* start Material provided *

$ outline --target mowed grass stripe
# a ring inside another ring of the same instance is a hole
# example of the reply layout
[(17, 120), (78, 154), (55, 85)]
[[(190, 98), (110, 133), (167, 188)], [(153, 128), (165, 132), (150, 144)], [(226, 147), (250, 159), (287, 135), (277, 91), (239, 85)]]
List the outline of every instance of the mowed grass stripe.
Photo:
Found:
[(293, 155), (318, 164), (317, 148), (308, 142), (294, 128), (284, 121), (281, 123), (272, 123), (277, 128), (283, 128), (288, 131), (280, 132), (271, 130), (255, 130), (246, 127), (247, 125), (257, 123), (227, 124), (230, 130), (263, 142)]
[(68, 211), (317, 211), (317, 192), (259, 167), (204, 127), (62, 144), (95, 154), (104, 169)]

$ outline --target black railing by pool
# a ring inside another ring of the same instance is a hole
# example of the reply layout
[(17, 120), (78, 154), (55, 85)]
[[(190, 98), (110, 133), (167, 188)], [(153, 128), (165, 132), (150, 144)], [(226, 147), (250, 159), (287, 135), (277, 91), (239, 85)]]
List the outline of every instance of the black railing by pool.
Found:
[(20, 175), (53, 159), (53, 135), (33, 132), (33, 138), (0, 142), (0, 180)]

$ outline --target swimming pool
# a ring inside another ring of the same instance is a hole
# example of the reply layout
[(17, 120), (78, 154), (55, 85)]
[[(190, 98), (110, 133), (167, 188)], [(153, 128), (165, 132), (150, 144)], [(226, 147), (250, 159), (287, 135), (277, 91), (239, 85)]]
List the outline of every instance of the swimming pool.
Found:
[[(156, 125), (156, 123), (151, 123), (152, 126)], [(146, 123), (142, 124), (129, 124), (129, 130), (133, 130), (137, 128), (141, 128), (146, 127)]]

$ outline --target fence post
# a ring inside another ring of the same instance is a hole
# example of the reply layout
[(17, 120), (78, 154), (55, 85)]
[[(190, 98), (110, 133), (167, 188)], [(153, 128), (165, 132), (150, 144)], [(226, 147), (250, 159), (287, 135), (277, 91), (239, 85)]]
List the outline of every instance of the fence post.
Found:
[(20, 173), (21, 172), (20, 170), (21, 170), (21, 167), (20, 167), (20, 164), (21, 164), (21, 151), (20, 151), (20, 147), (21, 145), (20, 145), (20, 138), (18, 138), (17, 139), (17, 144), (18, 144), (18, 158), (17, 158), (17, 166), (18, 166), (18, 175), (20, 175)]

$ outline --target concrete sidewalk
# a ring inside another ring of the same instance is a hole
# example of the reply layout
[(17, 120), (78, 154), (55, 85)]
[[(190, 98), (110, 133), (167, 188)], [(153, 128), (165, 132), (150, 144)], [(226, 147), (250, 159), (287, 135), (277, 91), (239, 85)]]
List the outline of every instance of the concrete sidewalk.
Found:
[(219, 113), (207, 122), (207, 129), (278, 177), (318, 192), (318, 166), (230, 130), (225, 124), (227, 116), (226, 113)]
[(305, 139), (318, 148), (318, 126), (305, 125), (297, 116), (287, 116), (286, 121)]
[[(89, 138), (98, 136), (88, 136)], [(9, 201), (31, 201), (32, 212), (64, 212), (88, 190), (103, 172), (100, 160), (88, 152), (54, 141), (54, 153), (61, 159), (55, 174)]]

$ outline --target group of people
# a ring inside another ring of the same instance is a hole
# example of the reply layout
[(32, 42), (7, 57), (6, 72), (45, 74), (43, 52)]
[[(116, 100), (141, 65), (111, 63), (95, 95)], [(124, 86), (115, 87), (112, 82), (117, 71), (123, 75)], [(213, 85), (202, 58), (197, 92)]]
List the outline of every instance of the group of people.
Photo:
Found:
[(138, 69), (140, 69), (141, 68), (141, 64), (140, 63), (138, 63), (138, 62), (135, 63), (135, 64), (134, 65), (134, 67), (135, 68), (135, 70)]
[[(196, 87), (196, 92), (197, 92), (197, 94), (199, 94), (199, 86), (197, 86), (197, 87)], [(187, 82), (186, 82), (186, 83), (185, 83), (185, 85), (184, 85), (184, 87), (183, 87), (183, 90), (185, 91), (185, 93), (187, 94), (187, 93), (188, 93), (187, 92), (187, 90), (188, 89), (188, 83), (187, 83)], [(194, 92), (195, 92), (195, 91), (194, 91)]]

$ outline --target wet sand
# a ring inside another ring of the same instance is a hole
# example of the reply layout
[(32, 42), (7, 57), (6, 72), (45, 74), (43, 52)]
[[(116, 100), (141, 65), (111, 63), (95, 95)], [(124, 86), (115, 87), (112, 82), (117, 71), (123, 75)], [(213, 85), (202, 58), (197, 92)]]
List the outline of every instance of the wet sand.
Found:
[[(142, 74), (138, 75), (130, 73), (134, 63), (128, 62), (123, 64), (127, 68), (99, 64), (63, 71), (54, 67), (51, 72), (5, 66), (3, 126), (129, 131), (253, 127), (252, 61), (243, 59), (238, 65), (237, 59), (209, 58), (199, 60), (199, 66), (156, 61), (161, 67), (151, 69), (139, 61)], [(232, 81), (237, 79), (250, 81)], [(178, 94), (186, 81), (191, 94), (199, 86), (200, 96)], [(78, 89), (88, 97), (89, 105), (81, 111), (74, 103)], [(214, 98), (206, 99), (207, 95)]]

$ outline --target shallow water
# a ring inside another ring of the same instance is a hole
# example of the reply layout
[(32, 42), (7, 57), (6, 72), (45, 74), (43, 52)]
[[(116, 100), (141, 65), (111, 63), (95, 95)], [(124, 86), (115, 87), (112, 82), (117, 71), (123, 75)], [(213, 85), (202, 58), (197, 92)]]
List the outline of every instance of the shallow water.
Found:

* end Material provided *

What is being asked:
Convert all the rows above into a JSON list of strings, one string per line, and skip the blank lines.

Response:
[
  "$ outline --target mowed grass stripe",
  "# a ring inside another ring of the same instance is a hole",
  "# example of the reply layout",
  "[(17, 120), (78, 154), (55, 85)]",
  "[[(190, 98), (110, 133), (167, 188)], [(153, 128), (165, 132), (150, 144)], [(226, 147), (250, 159), (287, 135), (277, 91), (239, 85)]]",
  "List the outline of every instance of the mowed grass stripe.",
  "Photo:",
  "Found:",
  "[(293, 155), (318, 164), (317, 148), (308, 142), (294, 128), (284, 121), (281, 123), (272, 123), (277, 128), (283, 128), (288, 131), (280, 132), (271, 130), (255, 130), (246, 127), (247, 125), (257, 123), (227, 124), (230, 130), (263, 142)]",
  "[(68, 211), (317, 211), (317, 192), (259, 167), (204, 127), (62, 144), (95, 154), (104, 169)]",
  "$ outline --target black railing by pool",
  "# a ring inside another ring of the same instance is a hole",
  "# example of the reply layout",
  "[(17, 120), (78, 154), (55, 85)]",
  "[[(190, 98), (110, 133), (167, 188)], [(153, 128), (165, 132), (150, 144)], [(226, 147), (250, 159), (287, 135), (277, 91), (239, 85)]]",
  "List the outline of every instance of the black railing by pool.",
  "Found:",
  "[(20, 175), (53, 159), (53, 135), (33, 132), (33, 138), (0, 142), (0, 180)]",
  "$ outline --target swimming pool",
  "# a ring inside another ring of the same instance is a hole",
  "# example of the reply layout",
  "[(17, 120), (78, 154), (55, 85)]",
  "[[(190, 98), (110, 133), (167, 188)], [(153, 128), (165, 132), (150, 144)], [(226, 147), (250, 159), (287, 135), (277, 91), (239, 85)]]",
  "List the outline of every instance of the swimming pool.",
  "Found:",
  "[[(156, 125), (156, 123), (151, 123), (152, 126)], [(146, 123), (142, 124), (129, 124), (129, 130), (133, 130), (137, 128), (141, 128), (146, 127)]]",
  "$ outline --target fence post",
  "# a ring inside another ring of the same instance is a hole",
  "# example of the reply layout",
  "[(17, 120), (78, 154), (55, 85)]",
  "[[(190, 98), (110, 133), (167, 188)], [(153, 128), (165, 132), (150, 144)], [(226, 147), (250, 159), (287, 135), (277, 91), (239, 85)]]",
  "List the outline of every instance of the fence post.",
  "Found:",
  "[(20, 173), (21, 172), (20, 170), (21, 170), (21, 167), (20, 167), (20, 164), (21, 164), (21, 151), (20, 151), (20, 147), (21, 145), (20, 145), (20, 138), (18, 138), (17, 139), (17, 144), (18, 144), (18, 158), (17, 158), (17, 166), (18, 166), (18, 175), (20, 175)]",
  "$ outline --target concrete sidewalk",
  "# a ring inside another ring of the same instance is a hole",
  "# example of the reply layout",
  "[(17, 120), (78, 154), (55, 85)]",
  "[[(190, 98), (110, 133), (167, 188)], [(153, 128), (165, 132), (150, 144)], [(226, 147), (250, 159), (287, 135), (277, 91), (239, 85)]]",
  "List the outline of every instance of the concrete sidewalk.",
  "Found:",
  "[(219, 113), (207, 122), (207, 129), (278, 177), (318, 192), (318, 166), (230, 130), (225, 124), (227, 116), (226, 113)]",
  "[(305, 139), (318, 148), (318, 126), (305, 125), (297, 116), (287, 116), (286, 121)]",
  "[[(89, 138), (98, 136), (88, 136)], [(9, 201), (31, 201), (32, 212), (64, 212), (88, 190), (103, 172), (100, 160), (88, 152), (54, 141), (54, 153), (61, 159), (55, 174)]]",
  "$ outline --target group of people",
  "# a ring inside another ring of the same instance is a hole",
  "# example of the reply layout",
  "[(32, 42), (7, 57), (6, 72), (45, 74), (43, 52)]",
  "[[(116, 100), (141, 65), (111, 63), (95, 95)], [(124, 86), (115, 87), (112, 82), (117, 71), (123, 75)], [(213, 85), (202, 58), (197, 92)]]",
  "List the outline of every instance of the group of people.",
  "Photo:",
  "Found:",
  "[(138, 69), (140, 69), (141, 68), (141, 64), (140, 63), (138, 63), (138, 62), (135, 63), (135, 64), (134, 65), (134, 67), (135, 68), (135, 70)]",
  "[[(196, 87), (196, 92), (197, 92), (197, 94), (199, 94), (199, 86), (197, 86), (197, 87)], [(187, 82), (186, 82), (186, 83), (185, 83), (185, 85), (184, 85), (184, 87), (183, 87), (183, 90), (185, 91), (185, 93), (187, 94), (187, 93), (188, 93), (187, 92), (187, 90), (188, 89), (188, 83), (187, 83)], [(194, 92), (195, 92), (195, 91), (194, 91)]]",
  "$ outline --target wet sand",
  "# a ring inside another ring of the same instance is a hole",
  "# example of the reply layout",
  "[(32, 42), (7, 57), (6, 72), (45, 74), (43, 52)]",
  "[[(116, 100), (141, 65), (111, 63), (95, 95)], [(124, 86), (115, 87), (112, 82), (117, 71), (123, 75)], [(213, 85), (202, 58), (197, 92)]]",
  "List the outline of every instance of the wet sand.",
  "Found:",
  "[[(142, 74), (138, 75), (130, 73), (134, 63), (128, 62), (123, 64), (127, 68), (99, 64), (63, 71), (54, 67), (51, 72), (5, 66), (3, 126), (129, 131), (253, 127), (252, 61), (243, 59), (238, 65), (237, 59), (209, 58), (199, 60), (199, 66), (156, 61), (161, 67), (151, 69), (139, 61)], [(232, 81), (237, 79), (250, 81)], [(178, 94), (186, 81), (191, 94), (199, 86), (200, 96)], [(78, 89), (88, 97), (89, 105), (81, 111), (74, 103)], [(214, 98), (206, 99), (207, 95)]]",
  "$ outline --target shallow water",
  "# a ring inside another ring of the same instance is a hole",
  "# example of the reply layout",
  "[(32, 42), (7, 57), (6, 72), (45, 74), (43, 52)]",
  "[[(116, 100), (141, 65), (111, 63), (95, 95)], [(124, 86), (115, 87), (112, 82), (117, 71), (123, 75)], [(213, 85), (202, 58), (197, 92)]]",
  "List the outline of every instance of the shallow water.",
  "Found:"
]